Action item:
Wherever "dark" appears in a line of the records below, count that line, and report only the number.

Data for this task START

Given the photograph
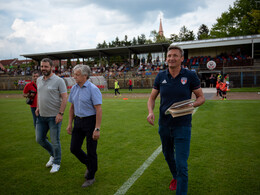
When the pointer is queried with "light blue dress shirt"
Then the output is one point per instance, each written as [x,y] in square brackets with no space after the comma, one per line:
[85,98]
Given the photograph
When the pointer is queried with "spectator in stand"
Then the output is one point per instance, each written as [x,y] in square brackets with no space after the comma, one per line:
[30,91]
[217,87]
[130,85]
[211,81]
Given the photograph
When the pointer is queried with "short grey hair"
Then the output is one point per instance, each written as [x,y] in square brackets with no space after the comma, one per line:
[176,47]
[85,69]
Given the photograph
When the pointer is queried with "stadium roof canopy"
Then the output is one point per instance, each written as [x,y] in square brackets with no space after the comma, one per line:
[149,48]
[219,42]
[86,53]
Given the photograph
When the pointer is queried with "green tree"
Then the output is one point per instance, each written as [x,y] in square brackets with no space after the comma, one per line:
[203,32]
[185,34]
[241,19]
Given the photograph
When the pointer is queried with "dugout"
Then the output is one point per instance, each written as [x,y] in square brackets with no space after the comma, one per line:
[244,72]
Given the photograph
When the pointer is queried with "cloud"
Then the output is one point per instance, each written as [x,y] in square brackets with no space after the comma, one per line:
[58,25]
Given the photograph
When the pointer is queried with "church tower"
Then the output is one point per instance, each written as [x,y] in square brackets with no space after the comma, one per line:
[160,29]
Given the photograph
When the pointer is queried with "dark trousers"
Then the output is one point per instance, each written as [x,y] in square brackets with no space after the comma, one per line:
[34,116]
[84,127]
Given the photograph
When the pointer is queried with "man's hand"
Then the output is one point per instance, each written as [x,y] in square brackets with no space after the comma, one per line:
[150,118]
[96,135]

Data for this task END
Data for this task START

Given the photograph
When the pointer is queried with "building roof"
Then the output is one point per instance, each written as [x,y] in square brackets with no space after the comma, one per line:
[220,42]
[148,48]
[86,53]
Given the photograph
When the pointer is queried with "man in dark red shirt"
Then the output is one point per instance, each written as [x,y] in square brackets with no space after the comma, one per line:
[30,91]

Data for this task END

Finished task:
2